(Listing):
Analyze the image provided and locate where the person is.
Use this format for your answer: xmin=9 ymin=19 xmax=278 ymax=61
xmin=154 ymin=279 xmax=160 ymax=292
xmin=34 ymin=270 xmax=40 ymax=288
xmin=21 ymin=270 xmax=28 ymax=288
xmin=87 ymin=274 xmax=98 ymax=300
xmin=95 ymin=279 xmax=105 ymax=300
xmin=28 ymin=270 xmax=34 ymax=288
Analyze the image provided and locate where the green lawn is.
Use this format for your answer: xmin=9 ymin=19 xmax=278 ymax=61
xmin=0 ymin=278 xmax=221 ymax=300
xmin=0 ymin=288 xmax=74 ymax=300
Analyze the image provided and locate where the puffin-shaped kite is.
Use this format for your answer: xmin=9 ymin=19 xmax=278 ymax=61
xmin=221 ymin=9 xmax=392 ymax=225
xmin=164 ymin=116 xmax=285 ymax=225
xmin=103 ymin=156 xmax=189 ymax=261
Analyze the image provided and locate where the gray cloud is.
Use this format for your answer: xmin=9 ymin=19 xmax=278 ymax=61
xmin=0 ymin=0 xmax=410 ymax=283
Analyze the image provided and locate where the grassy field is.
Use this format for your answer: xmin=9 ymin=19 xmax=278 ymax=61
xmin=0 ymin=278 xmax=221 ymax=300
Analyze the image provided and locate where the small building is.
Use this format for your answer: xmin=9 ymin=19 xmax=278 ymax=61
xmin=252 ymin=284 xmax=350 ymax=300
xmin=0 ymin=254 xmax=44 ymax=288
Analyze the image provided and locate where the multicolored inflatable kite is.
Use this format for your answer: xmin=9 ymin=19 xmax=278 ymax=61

---

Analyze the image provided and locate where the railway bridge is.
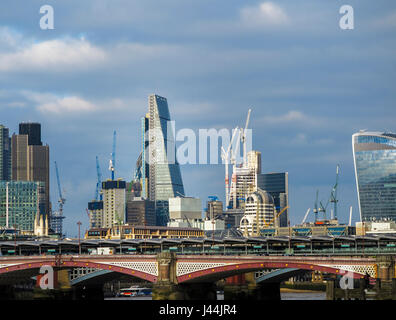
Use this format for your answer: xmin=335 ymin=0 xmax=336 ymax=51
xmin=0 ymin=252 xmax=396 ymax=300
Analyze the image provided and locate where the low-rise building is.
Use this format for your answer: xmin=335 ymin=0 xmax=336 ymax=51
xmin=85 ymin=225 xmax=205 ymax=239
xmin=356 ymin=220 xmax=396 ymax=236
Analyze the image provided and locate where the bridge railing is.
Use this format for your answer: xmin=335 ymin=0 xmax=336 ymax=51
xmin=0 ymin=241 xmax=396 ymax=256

(Direction): Show every line of the data above that contains the word "kite", matching case exactly.

(Solution to this task):
Analyze the image provided and locate where the puffin-shaped kite is.
Analyze the image provided and locate where the multicolored inflatable kite is.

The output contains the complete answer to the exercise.